--- Start of Listed records ---

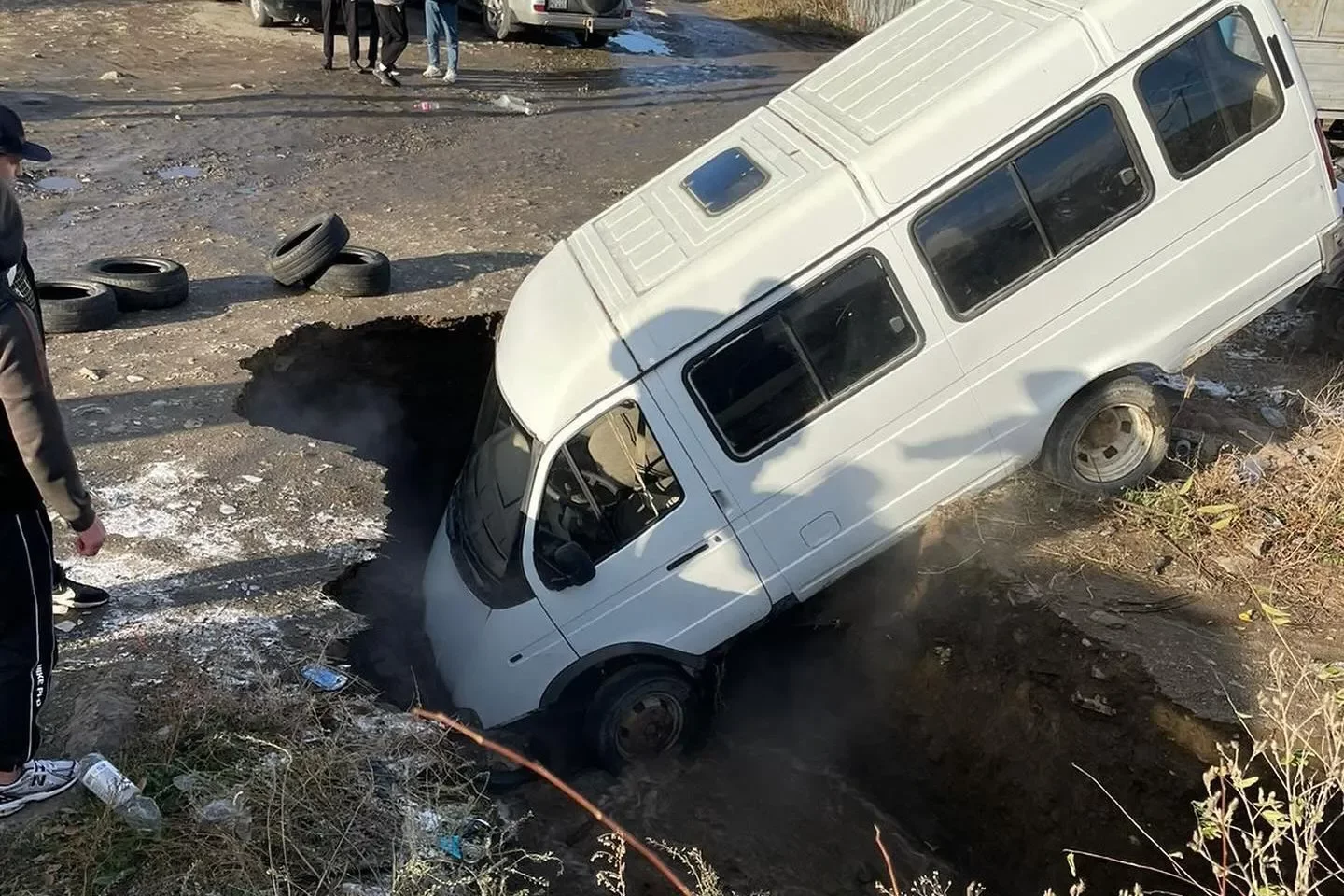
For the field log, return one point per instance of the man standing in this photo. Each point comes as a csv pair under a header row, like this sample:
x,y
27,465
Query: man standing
x,y
391,28
441,23
332,14
36,467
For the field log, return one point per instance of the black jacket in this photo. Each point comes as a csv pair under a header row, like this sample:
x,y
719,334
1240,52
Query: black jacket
x,y
36,462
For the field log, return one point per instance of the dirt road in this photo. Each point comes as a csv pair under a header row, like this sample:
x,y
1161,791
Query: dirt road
x,y
257,443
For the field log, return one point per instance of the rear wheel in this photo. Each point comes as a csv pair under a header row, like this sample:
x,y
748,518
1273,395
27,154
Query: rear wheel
x,y
640,713
1109,438
259,15
497,18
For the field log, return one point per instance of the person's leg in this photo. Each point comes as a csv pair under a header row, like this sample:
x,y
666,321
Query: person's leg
x,y
27,639
387,28
374,33
396,46
330,8
27,657
451,26
350,8
433,34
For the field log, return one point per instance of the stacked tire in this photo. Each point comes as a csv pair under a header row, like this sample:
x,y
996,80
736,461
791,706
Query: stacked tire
x,y
317,256
109,287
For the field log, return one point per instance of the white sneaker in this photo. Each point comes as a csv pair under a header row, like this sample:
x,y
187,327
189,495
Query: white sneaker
x,y
40,779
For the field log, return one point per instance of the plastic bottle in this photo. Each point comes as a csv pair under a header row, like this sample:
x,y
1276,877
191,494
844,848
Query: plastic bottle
x,y
105,782
513,104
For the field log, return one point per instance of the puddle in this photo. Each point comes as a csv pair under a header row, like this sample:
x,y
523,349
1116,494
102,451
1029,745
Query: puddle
x,y
641,43
60,184
180,172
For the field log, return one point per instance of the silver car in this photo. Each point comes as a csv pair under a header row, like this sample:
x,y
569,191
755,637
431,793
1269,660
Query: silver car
x,y
593,21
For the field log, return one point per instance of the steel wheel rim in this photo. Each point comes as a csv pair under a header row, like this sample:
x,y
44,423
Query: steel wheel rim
x,y
495,12
1113,443
651,725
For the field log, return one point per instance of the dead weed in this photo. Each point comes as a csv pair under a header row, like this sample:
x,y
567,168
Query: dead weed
x,y
1269,525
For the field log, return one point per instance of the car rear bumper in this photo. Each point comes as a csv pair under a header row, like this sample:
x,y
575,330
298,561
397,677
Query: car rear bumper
x,y
573,21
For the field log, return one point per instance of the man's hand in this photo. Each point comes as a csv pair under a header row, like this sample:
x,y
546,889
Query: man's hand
x,y
91,540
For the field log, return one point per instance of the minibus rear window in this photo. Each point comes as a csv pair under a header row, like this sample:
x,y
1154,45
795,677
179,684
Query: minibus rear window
x,y
724,180
1210,93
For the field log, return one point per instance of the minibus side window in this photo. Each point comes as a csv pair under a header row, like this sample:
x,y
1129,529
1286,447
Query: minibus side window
x,y
1210,93
608,485
1016,219
806,354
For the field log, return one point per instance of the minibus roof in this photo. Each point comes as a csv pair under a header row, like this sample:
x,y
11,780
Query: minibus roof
x,y
889,119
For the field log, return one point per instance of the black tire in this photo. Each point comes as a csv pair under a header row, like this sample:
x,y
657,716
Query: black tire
x,y
308,250
1109,438
259,14
497,19
632,693
76,305
141,284
357,272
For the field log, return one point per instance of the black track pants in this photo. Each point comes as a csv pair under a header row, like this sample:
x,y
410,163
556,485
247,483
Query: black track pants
x,y
27,641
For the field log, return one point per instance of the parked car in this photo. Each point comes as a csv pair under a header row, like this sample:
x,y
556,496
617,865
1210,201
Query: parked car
x,y
593,21
1317,27
781,355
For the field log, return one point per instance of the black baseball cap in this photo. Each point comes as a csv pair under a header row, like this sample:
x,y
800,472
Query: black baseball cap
x,y
12,141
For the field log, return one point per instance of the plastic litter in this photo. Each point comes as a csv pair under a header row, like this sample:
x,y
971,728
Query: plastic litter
x,y
125,798
469,844
324,678
513,104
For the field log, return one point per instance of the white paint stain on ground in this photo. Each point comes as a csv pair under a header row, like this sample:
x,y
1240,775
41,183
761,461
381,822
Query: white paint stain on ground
x,y
641,43
1179,383
60,184
180,172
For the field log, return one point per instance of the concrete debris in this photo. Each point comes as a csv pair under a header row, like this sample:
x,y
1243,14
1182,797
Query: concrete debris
x,y
1274,416
1108,620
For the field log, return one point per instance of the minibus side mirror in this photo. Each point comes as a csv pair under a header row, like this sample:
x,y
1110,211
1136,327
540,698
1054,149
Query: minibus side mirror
x,y
574,565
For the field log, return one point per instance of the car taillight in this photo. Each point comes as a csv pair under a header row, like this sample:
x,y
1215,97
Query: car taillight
x,y
1325,150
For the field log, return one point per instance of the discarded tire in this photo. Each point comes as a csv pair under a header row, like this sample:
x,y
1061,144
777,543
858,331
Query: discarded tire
x,y
76,305
141,284
307,253
357,272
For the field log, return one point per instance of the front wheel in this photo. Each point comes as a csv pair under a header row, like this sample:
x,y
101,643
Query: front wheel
x,y
640,713
1109,438
259,15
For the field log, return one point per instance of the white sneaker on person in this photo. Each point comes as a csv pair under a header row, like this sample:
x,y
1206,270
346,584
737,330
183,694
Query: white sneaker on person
x,y
40,779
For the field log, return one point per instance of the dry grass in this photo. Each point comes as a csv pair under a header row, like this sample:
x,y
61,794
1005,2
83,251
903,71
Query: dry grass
x,y
1269,525
326,792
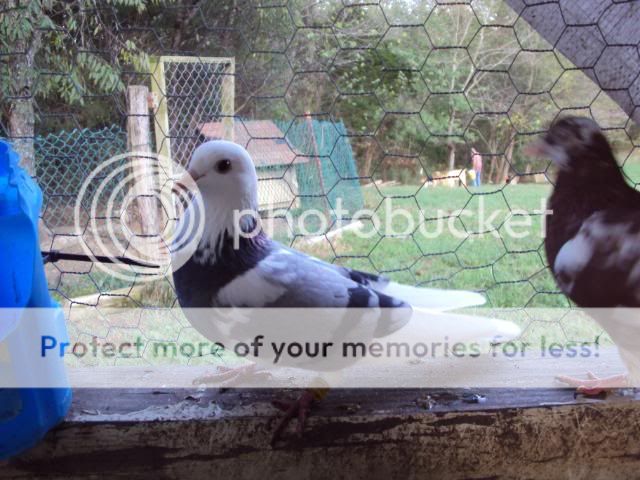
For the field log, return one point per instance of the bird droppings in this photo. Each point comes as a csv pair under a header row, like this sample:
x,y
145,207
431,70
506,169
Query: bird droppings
x,y
184,410
349,407
426,402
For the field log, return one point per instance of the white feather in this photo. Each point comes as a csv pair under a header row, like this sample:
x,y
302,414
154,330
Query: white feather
x,y
433,298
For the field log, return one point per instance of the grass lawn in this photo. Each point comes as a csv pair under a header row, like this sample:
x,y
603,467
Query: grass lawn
x,y
479,256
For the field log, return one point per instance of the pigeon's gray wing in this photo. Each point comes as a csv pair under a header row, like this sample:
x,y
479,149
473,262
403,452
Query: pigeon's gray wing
x,y
600,266
431,298
286,278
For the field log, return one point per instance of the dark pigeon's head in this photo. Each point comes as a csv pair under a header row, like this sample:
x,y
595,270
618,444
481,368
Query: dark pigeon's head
x,y
577,145
225,175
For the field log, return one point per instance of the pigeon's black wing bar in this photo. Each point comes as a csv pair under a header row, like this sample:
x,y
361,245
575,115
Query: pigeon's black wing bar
x,y
52,256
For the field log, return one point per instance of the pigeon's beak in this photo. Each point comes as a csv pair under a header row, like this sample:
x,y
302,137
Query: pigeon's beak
x,y
189,177
537,148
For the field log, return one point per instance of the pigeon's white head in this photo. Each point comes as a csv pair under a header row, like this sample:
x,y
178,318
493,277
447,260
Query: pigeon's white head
x,y
576,145
226,179
225,175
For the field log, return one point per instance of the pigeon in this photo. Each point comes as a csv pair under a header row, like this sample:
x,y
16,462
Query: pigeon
x,y
254,271
592,238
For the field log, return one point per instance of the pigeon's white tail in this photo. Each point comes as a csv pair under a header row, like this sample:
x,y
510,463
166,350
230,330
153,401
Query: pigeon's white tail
x,y
429,326
433,298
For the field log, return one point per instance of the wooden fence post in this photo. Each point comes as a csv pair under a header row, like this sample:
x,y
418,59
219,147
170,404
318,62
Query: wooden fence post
x,y
142,168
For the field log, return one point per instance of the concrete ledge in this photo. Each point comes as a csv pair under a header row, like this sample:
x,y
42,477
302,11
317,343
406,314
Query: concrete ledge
x,y
353,433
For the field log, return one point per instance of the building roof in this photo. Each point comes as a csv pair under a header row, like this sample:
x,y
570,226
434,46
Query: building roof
x,y
263,140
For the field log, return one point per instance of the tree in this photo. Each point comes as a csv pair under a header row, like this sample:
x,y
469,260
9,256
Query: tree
x,y
63,49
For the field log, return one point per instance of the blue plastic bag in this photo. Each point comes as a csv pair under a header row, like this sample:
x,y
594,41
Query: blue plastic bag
x,y
26,415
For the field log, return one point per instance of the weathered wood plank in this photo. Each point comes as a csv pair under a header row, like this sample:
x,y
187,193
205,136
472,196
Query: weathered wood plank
x,y
600,37
353,433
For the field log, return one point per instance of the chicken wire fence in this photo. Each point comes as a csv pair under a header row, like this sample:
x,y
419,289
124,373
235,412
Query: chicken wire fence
x,y
373,105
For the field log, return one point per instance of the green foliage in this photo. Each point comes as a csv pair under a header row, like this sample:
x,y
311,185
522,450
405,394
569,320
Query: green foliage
x,y
74,45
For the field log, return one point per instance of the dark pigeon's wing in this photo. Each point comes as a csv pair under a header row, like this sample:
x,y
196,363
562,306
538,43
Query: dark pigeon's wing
x,y
600,266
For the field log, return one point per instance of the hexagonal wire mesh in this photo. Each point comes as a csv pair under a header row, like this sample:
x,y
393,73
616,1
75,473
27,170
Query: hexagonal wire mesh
x,y
376,105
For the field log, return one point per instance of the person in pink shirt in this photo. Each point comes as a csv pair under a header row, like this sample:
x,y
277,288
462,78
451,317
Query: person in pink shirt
x,y
476,165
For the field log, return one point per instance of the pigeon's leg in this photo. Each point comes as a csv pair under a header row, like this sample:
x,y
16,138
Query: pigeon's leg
x,y
296,408
226,377
595,385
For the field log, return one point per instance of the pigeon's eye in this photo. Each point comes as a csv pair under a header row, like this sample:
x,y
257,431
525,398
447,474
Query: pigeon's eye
x,y
223,166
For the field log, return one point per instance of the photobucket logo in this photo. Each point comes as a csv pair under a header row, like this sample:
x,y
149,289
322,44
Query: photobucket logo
x,y
129,206
402,222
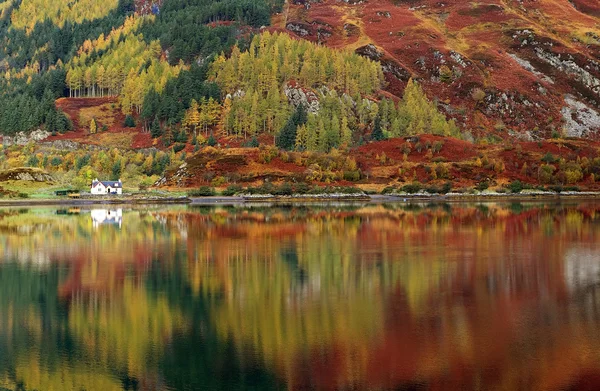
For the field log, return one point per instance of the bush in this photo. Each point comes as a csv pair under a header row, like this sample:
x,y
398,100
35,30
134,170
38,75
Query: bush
x,y
204,191
129,122
556,188
388,190
352,176
348,190
412,188
302,188
218,181
252,143
284,189
232,190
515,187
178,147
212,141
481,186
548,158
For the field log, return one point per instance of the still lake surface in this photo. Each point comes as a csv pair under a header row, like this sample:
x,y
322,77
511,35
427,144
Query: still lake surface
x,y
463,296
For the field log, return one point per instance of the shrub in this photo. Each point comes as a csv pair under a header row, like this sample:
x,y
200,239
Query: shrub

--- End of Listed records ---

• [Exercise directions]: Copy exactly the lines from the one containing "pigeon's wing in" through the final line of the records above, both included, and leave out any pictures.

• [Exercise result]:
For the field log, return one point per instance of the dark pigeon's wing in this photo. Each point comes as a csv pair under a header row, like this sample:
x,y
196,363
562,306
538,43
Query: dark pigeon's wing
x,y
600,266
For the field log, return one point per instance of the hexagonal wire mesh in this photo. Each point comes as a csv pair under a header row, like this sample:
x,y
393,73
616,1
75,473
27,170
Query: hexagonal wire mesh
x,y
376,105
For the field log, return one point per instance of the person in pink shirt in this photo. Each point comes as a csv pair under a header row, like this sample:
x,y
277,288
462,78
451,317
Query: person in pink shirt
x,y
476,165
For the field log, return one point per instance of the pigeon's leg in this photo. Each point comes as a csv pair under a header row, like this sample:
x,y
16,138
Query: pigeon's leg
x,y
296,408
226,377
595,385
For the field log, return one point per instance of the pigeon's eye in this photo. Each point comes as a csv pair under a header row, like this sample:
x,y
257,431
525,398
447,474
Query: pigeon's eye
x,y
223,166
For the field log, return one point per instance of the photobucket logo in this photo. Each point comes as a csv pair under a header row, like this sample:
x,y
149,289
322,44
Query: photobucket logo
x,y
129,206
402,222
For the field log, return one point per instance of the bush in this photo. Each point comes as a csv pair under a header row, like this sample:
x,y
398,100
35,30
134,170
38,75
Query: bush
x,y
204,191
129,122
556,188
388,190
352,176
348,190
412,188
302,188
218,181
252,143
284,189
232,190
515,187
178,147
212,141
481,186
548,158
For the field log, return one point per instance of the still lake surface in this photo. Each point comes as a csv pair under a header row, like this sample:
x,y
322,77
511,35
427,144
Query: still lake surface
x,y
463,296
For the field log, return one point per instance of the shrub in this photo. Each point comes as a csv pair under a header row, like this sample:
x,y
200,239
Query: shrub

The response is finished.